## PROVIDED DATA
⁂
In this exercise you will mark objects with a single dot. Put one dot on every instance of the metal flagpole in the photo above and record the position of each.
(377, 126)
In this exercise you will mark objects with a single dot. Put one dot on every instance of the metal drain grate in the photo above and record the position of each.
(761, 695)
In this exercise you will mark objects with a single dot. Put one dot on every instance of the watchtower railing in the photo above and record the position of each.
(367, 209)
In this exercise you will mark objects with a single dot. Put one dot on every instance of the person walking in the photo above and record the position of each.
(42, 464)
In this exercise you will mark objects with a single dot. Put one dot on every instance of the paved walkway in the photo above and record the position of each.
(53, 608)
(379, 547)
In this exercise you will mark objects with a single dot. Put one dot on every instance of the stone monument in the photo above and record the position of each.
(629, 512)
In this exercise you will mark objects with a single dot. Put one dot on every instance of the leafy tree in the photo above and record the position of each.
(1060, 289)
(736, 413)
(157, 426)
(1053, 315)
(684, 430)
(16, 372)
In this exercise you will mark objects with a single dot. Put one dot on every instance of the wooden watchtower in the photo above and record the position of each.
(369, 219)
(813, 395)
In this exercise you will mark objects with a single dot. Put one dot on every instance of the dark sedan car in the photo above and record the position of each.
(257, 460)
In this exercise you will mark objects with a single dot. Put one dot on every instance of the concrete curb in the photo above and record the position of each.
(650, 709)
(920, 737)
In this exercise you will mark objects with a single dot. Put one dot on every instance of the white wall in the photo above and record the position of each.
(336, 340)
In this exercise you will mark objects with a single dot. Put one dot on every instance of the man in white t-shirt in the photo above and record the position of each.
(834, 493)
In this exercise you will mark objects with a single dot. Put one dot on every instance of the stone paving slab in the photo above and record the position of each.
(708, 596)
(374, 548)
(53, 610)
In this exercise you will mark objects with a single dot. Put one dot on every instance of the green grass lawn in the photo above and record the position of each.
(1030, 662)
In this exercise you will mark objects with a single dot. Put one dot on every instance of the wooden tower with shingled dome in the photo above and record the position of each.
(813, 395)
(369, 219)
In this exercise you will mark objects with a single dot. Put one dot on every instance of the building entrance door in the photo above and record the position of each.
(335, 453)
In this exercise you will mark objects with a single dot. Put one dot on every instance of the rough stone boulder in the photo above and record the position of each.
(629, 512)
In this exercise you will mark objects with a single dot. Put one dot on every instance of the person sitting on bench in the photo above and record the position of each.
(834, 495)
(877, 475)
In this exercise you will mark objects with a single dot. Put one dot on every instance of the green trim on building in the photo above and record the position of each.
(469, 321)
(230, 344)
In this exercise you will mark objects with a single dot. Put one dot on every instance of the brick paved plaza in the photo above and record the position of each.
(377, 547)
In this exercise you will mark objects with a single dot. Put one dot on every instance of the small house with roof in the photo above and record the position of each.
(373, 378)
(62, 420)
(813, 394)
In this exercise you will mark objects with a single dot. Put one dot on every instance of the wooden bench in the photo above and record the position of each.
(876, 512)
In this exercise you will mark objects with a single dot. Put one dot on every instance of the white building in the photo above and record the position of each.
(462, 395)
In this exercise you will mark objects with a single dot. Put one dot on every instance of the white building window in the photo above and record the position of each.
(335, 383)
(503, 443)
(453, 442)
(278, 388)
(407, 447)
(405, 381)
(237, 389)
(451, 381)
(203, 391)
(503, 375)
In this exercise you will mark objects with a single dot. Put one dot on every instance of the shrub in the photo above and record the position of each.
⁂
## THE REQUEST
Rewrite every line of the data above, starting from the line containing "of the small" and continuing to the end of the data, with both ends included. Shift each coordinate by adding 80 to both numbers of every pair.

## ANSWER BELOW
In this exercise you will mark objects with a single dot. Put one dot on every instance of the small house with roof in the photo above and record the position of each.
(453, 458)
(142, 500)
(893, 474)
In this exercise you will mark objects with a single dot. Put one dot on every instance of the wooden bench in the photo above and record the position of each.
(956, 592)
In this exercise you will mark objects with a single dot. Put one dot on every instance of the white building in the photo above and record the position of each.
(542, 475)
In this exercise you will mark objects with a single dot. Put one dot on every instance of the white building window in the photo above and record the position of each.
(415, 463)
(583, 523)
(533, 522)
(358, 468)
(487, 527)
(485, 461)
(317, 469)
(531, 461)
(283, 471)
(583, 455)
In this exercise you will mark objects with a single dot. Put one dot on every instance of the shrub in the photo above and record the position of each.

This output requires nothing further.